▸ **Task instructions**
In the forum thread, which tool did the person who raised the issue use to convert the GFF file into a GTF file?

SciLifeLab / NGI-RNAseq

Nextflow RNA-Seq Best Practice analysis pipeline, used at the SciLifeLab National Genomics Infrastructure.
https://ngisweden.scilifelab.se/
MIT License
51 stars 42 forks source link

no exon lines in the GTF file #229

Closed Zeinab5 closed 6 years ago

Zeinab5 commented 6 years ago

Hello,

I got the GTF file from CGD: http://www.candidagenome.org/download/gff/C_albicans_SC5314/Assembly22/ But I got this error message:

Fatal INPUT FILE error, no exon lines in the GTF file: albicans.gtf
Solution: check the formatting of the GTF file, it must contain some lines with exon in the 3rd column.
      Make sure the GTF file is unzipped.
      If exons are marked with a different word, use --sjdbGTFfeatureExon

Is it possible to make STAR accept this GTF file format? or how can I modify this GTF file to be accepted by STAR?

Thanks, Zeinab Hefny

ewels commented 6 years ago

Hi @Zeinab5,

This is a little strange, http://www.candidagenome.org/download/gff/ suggests that the GTF files should use the term exon.

Exactly which GTF file did you use from your link? There are many in that folder.

Phil

Zeinab5 commented 6 years ago

This is the one that I used http://www.candidagenome.org/download/gff/C_albicans_SC5314/Assembly22/C_albicans_SC5314_A22_current_features.gtf

varemo commented 6 years ago

The corresponding GFF file (http://www.candidagenome.org/download/gff/C_albicans_SC5314/Assembly22/C_albicans_SC5314_A22_current_features.gff) seems to contain the required fields, as oposed to the GTF which only contains "CDS". Is it possible to supply a GFF file directly to the pipeline?

ewels commented 6 years ago

I think it should be fine to run with a GFF instead of GTF. The format is pretty similar right? Certainly easy enough to try... Just use --gtf [path]

Zeinab5 commented 6 years ago

Hi, I solved the issue by converting the GFF file from the CGD to a GTF file by using gffread and it worked. I couldn't use the gff file directly with the pipline because gtfToGenePred can't convert gff to GenePred which I need to get the Bed12 file. it also didn't work when I didn't gave the path of the Bed12 to the pipline.

ewels commented 6 years ago

I solved the issue by converting to the GFF file from the CGD to a GTF file by using gffread and it worked.

Ok great! You mean this tool right? Maybe we can bundle that with the pipeline and add an additional -gff option...

▸ **Excerpted records**
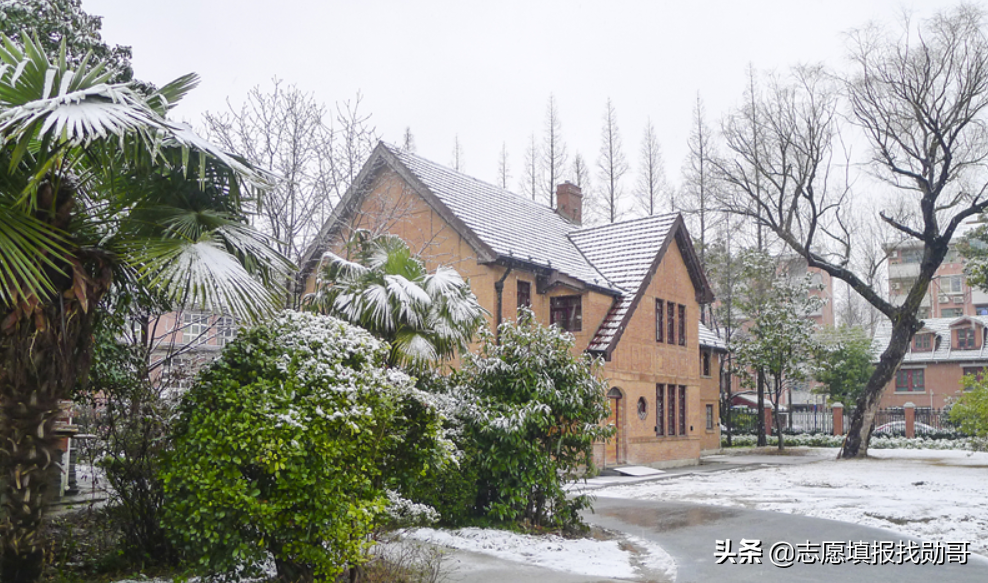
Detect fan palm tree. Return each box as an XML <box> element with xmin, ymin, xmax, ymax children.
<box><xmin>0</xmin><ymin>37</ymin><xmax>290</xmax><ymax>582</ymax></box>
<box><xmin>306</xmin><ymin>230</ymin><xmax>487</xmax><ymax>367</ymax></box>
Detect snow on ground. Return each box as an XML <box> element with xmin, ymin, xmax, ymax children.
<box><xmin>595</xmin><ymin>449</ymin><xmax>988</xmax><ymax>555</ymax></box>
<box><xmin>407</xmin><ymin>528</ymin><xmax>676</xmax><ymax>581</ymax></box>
...
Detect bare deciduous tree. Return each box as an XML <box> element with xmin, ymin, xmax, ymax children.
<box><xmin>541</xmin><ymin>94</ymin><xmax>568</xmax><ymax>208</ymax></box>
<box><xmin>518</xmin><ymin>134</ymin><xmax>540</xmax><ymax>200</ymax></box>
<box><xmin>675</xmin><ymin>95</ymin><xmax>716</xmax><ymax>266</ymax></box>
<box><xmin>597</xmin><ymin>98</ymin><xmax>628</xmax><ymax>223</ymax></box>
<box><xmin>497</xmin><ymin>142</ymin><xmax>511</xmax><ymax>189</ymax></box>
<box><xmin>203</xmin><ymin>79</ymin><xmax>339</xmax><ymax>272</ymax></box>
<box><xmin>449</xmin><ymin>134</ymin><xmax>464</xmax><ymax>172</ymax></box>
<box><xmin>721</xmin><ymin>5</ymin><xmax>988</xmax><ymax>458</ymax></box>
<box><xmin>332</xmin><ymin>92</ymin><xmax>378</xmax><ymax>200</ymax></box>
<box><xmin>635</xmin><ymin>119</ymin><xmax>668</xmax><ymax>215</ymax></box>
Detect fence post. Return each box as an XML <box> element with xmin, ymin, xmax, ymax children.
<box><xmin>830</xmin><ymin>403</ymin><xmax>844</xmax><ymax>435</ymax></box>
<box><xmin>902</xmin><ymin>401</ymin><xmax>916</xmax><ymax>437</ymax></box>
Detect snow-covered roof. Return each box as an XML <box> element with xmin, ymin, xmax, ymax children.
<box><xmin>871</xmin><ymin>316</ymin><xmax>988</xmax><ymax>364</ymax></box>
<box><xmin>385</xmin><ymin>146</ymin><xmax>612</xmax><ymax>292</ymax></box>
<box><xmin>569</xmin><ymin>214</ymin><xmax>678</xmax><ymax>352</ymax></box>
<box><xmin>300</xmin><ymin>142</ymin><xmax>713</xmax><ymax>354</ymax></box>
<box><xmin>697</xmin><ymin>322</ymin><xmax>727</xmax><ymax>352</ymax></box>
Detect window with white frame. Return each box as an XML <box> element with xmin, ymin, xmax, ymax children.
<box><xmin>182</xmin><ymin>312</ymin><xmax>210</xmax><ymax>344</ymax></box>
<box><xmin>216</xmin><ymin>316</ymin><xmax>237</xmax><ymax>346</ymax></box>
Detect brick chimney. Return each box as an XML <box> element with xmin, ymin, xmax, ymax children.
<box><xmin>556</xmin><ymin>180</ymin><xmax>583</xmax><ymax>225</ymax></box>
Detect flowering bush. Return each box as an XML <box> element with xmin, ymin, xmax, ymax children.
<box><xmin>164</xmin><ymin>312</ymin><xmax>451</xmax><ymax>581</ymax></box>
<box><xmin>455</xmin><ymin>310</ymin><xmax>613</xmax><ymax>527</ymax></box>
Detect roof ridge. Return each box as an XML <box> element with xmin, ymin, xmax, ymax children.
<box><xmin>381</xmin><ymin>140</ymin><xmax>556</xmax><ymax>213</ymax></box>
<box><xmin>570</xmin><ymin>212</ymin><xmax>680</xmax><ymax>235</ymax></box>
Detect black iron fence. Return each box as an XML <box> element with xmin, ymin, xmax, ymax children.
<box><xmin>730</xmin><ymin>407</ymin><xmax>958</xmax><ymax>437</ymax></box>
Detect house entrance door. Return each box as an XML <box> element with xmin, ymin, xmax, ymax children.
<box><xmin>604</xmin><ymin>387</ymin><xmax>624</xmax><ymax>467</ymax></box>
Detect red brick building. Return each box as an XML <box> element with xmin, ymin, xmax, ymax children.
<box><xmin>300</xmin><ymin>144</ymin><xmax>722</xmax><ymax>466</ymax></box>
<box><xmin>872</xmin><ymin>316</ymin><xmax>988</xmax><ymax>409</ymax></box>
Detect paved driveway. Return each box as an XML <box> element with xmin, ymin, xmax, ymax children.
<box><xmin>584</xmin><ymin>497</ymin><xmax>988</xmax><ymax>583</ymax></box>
--
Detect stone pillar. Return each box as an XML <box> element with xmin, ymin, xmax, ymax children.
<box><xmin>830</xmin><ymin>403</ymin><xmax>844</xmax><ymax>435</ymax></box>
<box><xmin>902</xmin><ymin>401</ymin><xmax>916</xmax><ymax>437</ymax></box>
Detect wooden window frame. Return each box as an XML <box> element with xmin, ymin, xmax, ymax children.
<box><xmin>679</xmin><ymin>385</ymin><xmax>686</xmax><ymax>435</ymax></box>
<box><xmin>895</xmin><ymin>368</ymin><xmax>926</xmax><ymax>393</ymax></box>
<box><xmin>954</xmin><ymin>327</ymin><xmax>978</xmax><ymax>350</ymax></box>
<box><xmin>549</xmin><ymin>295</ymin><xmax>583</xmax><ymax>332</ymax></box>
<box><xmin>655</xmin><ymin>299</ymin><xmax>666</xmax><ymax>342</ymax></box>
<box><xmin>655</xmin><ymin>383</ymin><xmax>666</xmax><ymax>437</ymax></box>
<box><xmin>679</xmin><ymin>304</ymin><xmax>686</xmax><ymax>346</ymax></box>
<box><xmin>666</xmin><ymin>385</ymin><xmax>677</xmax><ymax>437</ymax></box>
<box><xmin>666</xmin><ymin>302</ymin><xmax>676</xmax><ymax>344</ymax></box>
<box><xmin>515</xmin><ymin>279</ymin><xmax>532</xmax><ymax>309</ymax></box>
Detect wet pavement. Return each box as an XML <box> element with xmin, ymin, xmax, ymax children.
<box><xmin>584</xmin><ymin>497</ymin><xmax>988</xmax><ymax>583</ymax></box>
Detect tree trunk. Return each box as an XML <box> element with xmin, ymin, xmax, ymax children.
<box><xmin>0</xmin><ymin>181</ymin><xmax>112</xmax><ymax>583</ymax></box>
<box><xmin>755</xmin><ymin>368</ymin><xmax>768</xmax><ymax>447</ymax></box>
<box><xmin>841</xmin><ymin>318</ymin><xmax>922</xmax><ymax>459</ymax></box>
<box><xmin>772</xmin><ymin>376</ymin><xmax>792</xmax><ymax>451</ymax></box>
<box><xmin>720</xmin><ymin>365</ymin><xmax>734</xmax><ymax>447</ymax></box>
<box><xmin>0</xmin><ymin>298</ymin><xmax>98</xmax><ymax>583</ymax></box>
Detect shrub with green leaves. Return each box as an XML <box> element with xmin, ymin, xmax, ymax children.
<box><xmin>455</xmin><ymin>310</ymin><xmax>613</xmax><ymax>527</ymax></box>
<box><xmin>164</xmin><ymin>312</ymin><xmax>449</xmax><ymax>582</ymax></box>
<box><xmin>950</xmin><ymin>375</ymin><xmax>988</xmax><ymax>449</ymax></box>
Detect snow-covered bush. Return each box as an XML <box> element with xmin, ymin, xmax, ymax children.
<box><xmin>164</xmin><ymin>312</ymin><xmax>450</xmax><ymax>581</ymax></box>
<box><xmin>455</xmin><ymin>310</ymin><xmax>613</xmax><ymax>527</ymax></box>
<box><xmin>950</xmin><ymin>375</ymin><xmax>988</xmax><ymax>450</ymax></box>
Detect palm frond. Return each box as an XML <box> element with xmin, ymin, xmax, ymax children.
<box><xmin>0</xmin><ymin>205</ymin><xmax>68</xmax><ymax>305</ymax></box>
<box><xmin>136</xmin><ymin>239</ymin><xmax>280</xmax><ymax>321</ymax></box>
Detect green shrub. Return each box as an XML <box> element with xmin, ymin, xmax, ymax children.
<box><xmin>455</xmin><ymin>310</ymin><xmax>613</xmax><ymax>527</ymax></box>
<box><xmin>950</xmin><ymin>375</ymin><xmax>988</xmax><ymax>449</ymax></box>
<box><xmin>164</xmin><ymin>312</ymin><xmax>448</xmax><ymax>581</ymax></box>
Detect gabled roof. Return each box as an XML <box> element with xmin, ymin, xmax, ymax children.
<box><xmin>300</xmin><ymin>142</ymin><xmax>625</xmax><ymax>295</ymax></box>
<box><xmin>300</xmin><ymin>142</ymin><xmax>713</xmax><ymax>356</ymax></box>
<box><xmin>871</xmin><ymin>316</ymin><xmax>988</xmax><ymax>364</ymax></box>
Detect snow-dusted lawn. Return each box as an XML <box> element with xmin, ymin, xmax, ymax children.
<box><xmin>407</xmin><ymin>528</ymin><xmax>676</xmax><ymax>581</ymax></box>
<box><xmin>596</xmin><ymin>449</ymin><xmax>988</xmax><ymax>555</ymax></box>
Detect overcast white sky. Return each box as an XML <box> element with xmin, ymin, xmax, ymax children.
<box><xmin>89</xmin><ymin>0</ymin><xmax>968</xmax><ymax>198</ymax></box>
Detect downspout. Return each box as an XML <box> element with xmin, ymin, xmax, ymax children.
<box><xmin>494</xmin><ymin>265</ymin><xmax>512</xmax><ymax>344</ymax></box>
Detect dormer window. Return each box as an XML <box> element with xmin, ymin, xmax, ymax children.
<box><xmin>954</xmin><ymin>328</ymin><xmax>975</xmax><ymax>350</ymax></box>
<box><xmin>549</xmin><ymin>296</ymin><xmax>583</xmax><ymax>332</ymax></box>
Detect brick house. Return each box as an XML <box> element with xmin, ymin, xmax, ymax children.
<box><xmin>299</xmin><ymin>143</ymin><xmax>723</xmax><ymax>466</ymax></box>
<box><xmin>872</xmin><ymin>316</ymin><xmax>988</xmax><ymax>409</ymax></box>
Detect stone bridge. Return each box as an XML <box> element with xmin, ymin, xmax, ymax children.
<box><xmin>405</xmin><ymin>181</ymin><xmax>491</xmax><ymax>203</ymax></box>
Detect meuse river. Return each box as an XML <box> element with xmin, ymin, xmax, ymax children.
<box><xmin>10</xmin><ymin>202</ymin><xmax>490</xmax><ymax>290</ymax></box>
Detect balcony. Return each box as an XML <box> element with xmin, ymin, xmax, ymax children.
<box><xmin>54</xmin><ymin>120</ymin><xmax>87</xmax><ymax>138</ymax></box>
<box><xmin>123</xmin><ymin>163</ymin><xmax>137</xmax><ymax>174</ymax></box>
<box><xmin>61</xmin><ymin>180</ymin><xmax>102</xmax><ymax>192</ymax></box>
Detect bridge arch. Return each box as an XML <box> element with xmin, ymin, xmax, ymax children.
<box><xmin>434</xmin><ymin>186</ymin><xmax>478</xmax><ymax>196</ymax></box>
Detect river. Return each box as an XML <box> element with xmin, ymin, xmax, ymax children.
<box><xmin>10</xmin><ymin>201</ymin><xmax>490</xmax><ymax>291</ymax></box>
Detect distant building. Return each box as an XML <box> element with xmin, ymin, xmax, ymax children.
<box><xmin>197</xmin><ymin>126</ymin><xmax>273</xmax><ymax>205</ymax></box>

▸ **Exercise answer**
gffread